Given entries:

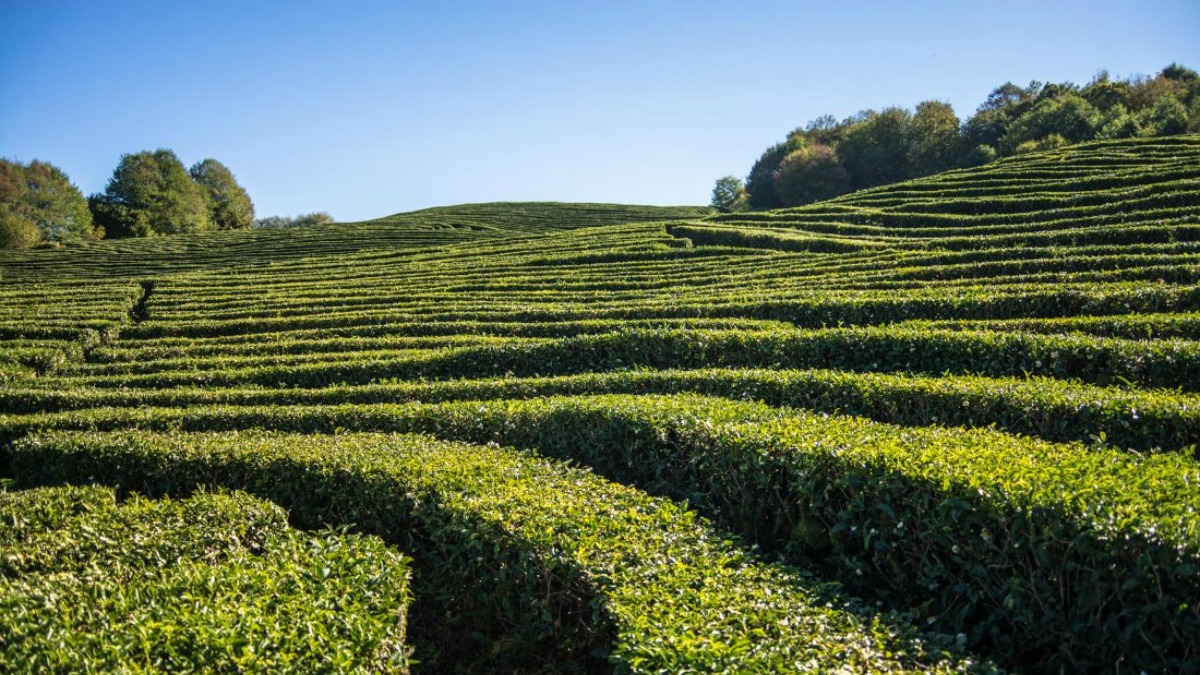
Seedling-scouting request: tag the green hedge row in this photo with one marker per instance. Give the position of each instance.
(778, 240)
(1164, 363)
(1039, 554)
(526, 565)
(214, 583)
(1128, 327)
(1145, 420)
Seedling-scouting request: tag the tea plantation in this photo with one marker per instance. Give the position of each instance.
(946, 425)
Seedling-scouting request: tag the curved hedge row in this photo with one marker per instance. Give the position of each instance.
(526, 562)
(214, 583)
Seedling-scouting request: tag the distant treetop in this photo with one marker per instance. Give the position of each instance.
(828, 157)
(39, 204)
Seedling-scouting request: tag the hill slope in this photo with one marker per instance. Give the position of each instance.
(942, 425)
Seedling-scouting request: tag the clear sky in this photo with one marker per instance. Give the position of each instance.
(366, 108)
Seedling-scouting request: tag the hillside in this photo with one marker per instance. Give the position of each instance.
(941, 425)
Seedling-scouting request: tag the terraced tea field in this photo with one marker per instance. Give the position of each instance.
(947, 425)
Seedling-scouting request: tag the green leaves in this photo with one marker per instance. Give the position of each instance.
(214, 583)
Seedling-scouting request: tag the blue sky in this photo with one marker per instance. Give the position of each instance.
(365, 108)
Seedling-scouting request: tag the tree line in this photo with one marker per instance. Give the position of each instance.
(829, 157)
(149, 193)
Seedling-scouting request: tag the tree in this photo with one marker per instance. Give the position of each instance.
(1068, 115)
(810, 174)
(229, 205)
(1051, 142)
(978, 156)
(761, 181)
(875, 150)
(275, 222)
(936, 143)
(1117, 123)
(726, 193)
(17, 232)
(150, 193)
(39, 202)
(1002, 106)
(318, 217)
(1167, 117)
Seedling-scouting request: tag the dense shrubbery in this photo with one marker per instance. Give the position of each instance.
(273, 222)
(527, 565)
(828, 157)
(1045, 304)
(214, 583)
(39, 203)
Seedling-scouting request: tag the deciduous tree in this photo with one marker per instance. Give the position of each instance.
(150, 193)
(229, 205)
(39, 202)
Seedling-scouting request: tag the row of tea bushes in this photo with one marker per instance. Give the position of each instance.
(1145, 420)
(525, 562)
(213, 583)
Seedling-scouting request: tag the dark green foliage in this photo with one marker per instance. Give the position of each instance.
(305, 220)
(1044, 304)
(810, 174)
(214, 583)
(978, 156)
(761, 180)
(150, 193)
(936, 142)
(523, 560)
(1069, 117)
(727, 193)
(876, 148)
(40, 203)
(229, 205)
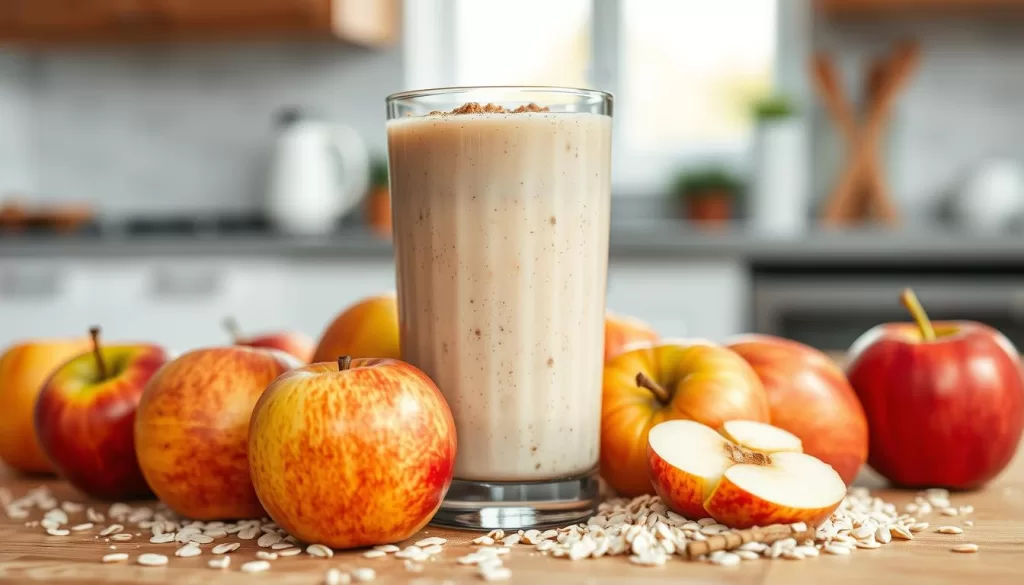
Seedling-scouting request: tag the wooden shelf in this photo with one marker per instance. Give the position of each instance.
(42, 24)
(901, 8)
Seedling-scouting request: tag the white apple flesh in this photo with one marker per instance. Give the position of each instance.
(699, 472)
(761, 436)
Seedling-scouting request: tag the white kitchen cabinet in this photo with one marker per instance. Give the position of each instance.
(41, 298)
(320, 289)
(682, 297)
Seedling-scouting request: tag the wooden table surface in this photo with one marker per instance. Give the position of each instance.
(30, 554)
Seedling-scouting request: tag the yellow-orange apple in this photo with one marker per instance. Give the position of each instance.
(695, 379)
(192, 429)
(809, 395)
(699, 472)
(85, 417)
(294, 342)
(352, 453)
(622, 333)
(24, 368)
(368, 329)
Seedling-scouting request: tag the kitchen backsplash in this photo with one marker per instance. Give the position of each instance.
(961, 108)
(144, 129)
(147, 129)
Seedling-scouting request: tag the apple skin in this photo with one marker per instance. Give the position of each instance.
(24, 369)
(684, 496)
(947, 413)
(622, 333)
(298, 344)
(192, 429)
(352, 458)
(809, 395)
(87, 429)
(708, 383)
(368, 329)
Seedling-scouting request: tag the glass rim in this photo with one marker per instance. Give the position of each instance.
(452, 90)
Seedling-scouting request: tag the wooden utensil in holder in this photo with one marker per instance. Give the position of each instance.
(861, 191)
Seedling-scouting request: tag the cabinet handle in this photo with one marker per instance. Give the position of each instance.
(31, 285)
(184, 285)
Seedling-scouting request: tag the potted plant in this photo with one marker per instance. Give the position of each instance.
(379, 201)
(709, 195)
(779, 171)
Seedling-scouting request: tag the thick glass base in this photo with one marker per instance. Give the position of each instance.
(515, 505)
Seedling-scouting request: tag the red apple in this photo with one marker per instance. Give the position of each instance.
(699, 472)
(192, 429)
(944, 402)
(24, 369)
(352, 453)
(85, 416)
(623, 333)
(691, 379)
(809, 395)
(298, 344)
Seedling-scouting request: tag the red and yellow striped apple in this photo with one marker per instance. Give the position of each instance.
(192, 429)
(367, 329)
(294, 342)
(623, 333)
(24, 369)
(694, 380)
(766, 479)
(352, 453)
(809, 395)
(85, 417)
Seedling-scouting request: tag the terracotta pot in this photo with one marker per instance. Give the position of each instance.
(710, 208)
(379, 211)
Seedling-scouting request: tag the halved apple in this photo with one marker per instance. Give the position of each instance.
(761, 436)
(750, 474)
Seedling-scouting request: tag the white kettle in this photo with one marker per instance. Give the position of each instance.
(320, 172)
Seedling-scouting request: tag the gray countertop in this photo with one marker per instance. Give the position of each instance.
(640, 239)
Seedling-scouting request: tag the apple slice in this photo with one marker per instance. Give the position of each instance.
(699, 472)
(761, 436)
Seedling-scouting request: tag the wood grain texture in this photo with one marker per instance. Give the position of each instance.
(28, 554)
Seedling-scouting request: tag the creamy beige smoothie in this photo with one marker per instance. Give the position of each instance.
(501, 235)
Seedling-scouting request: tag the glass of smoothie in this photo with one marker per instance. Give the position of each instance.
(500, 208)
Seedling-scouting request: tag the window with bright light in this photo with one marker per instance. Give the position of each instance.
(527, 42)
(684, 72)
(690, 69)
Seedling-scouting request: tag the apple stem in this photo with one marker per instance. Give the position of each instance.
(911, 303)
(100, 365)
(231, 325)
(659, 392)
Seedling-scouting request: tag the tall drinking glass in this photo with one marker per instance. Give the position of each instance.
(501, 206)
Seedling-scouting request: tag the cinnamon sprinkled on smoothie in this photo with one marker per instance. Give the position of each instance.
(475, 108)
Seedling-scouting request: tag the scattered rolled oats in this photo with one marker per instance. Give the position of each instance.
(255, 567)
(336, 577)
(225, 547)
(431, 541)
(320, 550)
(949, 530)
(364, 574)
(387, 547)
(151, 559)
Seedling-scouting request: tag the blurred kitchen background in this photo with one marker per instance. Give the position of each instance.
(782, 166)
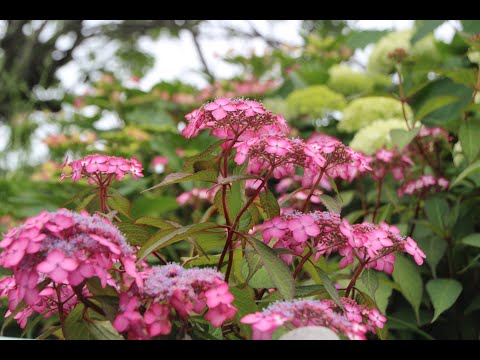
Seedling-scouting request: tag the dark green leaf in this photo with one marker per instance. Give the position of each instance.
(424, 29)
(469, 135)
(170, 236)
(407, 276)
(277, 269)
(443, 294)
(136, 234)
(209, 175)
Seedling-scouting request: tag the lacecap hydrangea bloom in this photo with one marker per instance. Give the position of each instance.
(102, 169)
(314, 101)
(62, 250)
(354, 323)
(376, 136)
(149, 312)
(347, 81)
(423, 50)
(364, 111)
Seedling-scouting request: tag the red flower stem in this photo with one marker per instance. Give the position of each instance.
(357, 273)
(377, 202)
(61, 313)
(312, 190)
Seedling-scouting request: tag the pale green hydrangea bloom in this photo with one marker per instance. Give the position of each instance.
(363, 111)
(314, 101)
(474, 56)
(347, 81)
(423, 50)
(375, 136)
(278, 106)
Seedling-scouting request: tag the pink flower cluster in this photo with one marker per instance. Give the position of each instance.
(247, 87)
(422, 185)
(168, 288)
(102, 169)
(354, 324)
(374, 245)
(371, 244)
(196, 196)
(385, 162)
(293, 229)
(229, 119)
(63, 248)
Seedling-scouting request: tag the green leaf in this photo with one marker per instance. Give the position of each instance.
(470, 170)
(155, 222)
(469, 135)
(245, 305)
(370, 280)
(360, 39)
(136, 234)
(433, 104)
(407, 276)
(402, 138)
(436, 208)
(269, 204)
(209, 175)
(233, 178)
(279, 272)
(472, 240)
(443, 293)
(77, 328)
(424, 29)
(84, 203)
(170, 236)
(385, 213)
(330, 287)
(189, 164)
(462, 76)
(434, 248)
(332, 204)
(471, 26)
(120, 203)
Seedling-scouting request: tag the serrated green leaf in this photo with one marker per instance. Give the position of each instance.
(120, 203)
(443, 294)
(434, 104)
(462, 76)
(209, 175)
(269, 204)
(370, 280)
(155, 222)
(401, 138)
(407, 276)
(136, 234)
(424, 29)
(436, 208)
(472, 240)
(330, 287)
(469, 135)
(189, 164)
(77, 328)
(470, 170)
(332, 204)
(279, 272)
(434, 248)
(170, 236)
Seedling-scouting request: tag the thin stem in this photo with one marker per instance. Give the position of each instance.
(302, 262)
(377, 202)
(357, 273)
(312, 190)
(415, 217)
(61, 312)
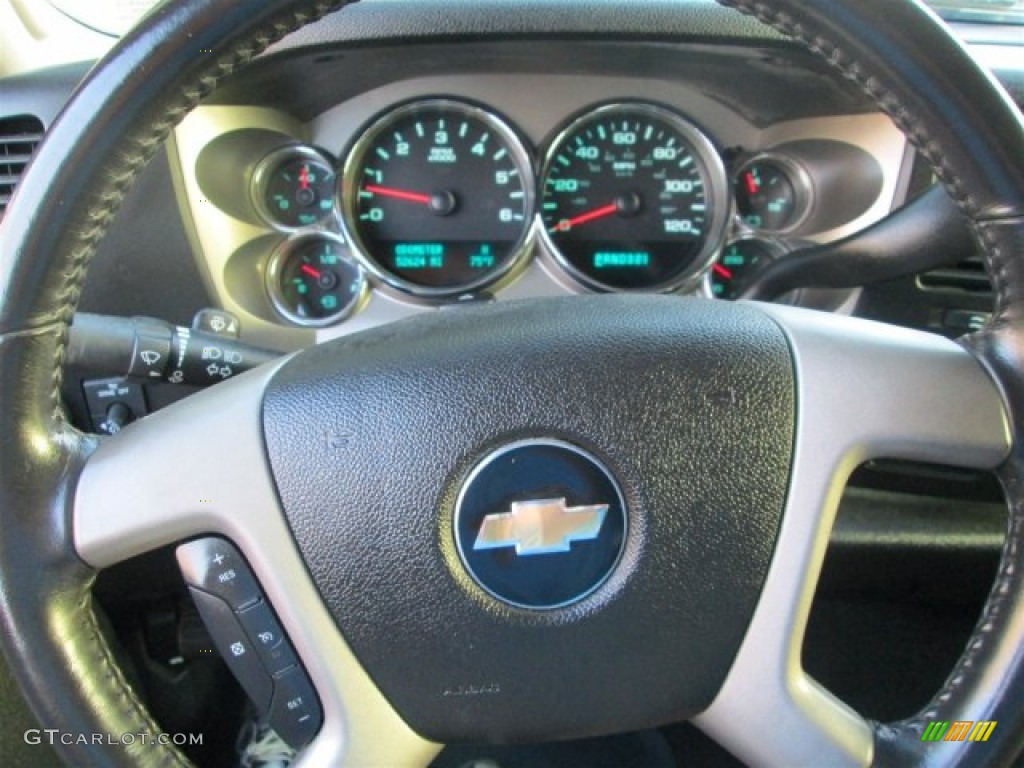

Task to complete: Extract the run of lines from the line holding "Seedling-scouting request: tag the thin" through the final line of the material above, exactly and inclusively. Leave the pictures behind.

Expected answer:
Seedling-scouting request: tag the thin stem in this photo with one marker per instance. Give the position of each instance.
(302, 262)
(377, 202)
(357, 273)
(312, 190)
(415, 217)
(61, 312)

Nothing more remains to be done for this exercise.